> **ASSIGNMENT**:
Print every record exactly, omitting none.

> **EXCERPTED DATA**:
= = = = = = =
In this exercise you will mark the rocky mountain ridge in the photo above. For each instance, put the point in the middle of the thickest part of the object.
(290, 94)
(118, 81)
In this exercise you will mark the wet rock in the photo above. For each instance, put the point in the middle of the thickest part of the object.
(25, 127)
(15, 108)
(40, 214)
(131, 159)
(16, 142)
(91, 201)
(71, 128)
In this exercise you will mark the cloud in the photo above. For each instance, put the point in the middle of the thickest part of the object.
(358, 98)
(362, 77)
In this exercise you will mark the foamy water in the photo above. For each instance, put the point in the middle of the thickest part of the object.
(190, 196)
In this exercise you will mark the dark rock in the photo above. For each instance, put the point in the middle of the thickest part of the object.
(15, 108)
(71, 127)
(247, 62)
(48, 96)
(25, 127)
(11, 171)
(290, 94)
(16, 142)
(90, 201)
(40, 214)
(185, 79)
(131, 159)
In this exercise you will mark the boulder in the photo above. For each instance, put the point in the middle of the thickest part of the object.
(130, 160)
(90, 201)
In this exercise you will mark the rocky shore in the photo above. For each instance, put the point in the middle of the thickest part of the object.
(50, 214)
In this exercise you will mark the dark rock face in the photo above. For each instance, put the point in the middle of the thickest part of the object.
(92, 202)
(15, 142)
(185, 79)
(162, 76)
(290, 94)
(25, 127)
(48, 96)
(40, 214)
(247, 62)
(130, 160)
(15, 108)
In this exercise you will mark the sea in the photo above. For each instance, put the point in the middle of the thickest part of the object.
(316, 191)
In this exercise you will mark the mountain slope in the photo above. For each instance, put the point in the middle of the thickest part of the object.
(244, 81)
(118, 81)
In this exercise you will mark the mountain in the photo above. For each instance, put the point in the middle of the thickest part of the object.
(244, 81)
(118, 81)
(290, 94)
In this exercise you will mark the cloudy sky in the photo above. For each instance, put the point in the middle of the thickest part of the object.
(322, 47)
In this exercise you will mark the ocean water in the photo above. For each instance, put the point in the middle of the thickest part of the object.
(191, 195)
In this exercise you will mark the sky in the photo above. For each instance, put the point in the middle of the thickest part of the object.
= = = = = = =
> **SOLUTION TO THE EXERCISE**:
In this exercise you will mark the rocky mountain ridge in the photo above. For each instance, put the point in the middle of the thickest part of the object.
(290, 94)
(118, 81)
In this exercise you will mark the wet rock in the photo above. For each instance, put the point in the middle of the thickest part of the object.
(25, 127)
(15, 108)
(40, 214)
(131, 159)
(16, 142)
(91, 201)
(71, 128)
In this exercise you will mark the cloud in the photo above. For each instance, put the point in the middle of the thickest part of the object.
(358, 98)
(362, 77)
In this exercise you will mark the foamy water in the photo above. For each instance, put the point in the middle of the thickest part of the object.
(190, 196)
In this exercise you will mark the dark rock in the photo above. For each instance, put the point in the middle of the thickest part of the object.
(15, 108)
(71, 127)
(247, 62)
(48, 96)
(25, 127)
(11, 171)
(290, 94)
(16, 142)
(90, 201)
(40, 214)
(185, 79)
(131, 159)
In this exercise you will mark the boulder in the photo above. For each instance, put the point in the middle of the thickest part of the object.
(130, 160)
(90, 201)
In this exercise you will mark the rocky shore in the photo above. For each instance, put the point in the middle of the thickest part of the object.
(50, 214)
In this exercise you will mark the dark rock face in the photo above. For each instance, put the point in the middle of the thickest part of the object.
(92, 202)
(15, 142)
(185, 79)
(162, 76)
(290, 94)
(25, 127)
(48, 96)
(40, 214)
(247, 62)
(130, 160)
(15, 108)
In this exercise you will mark the sea in the photo above. For each instance, put the point in the middle of the thickest part of the object.
(316, 191)
In this exercise you will mark the mountain slope in the photo above. For each instance, put the point in the middle of the thickest part of the object.
(244, 81)
(118, 81)
In this exercise you will mark the mountain in the photo above. For each instance, put the point in the middle of the thickest part of the object.
(244, 81)
(118, 81)
(290, 94)
In this exercise you will mark the cloudy sky in the photo above. For each instance, put the point in the middle of the thickest part of the object.
(322, 47)
In this exercise you will mark the ocean water in the photo above. For each instance, put the point in the middle of the thickest part of the object.
(191, 195)
In this exercise you will mark the sky in the photo above. For each instance, put the point in the middle of the thickest part of the object.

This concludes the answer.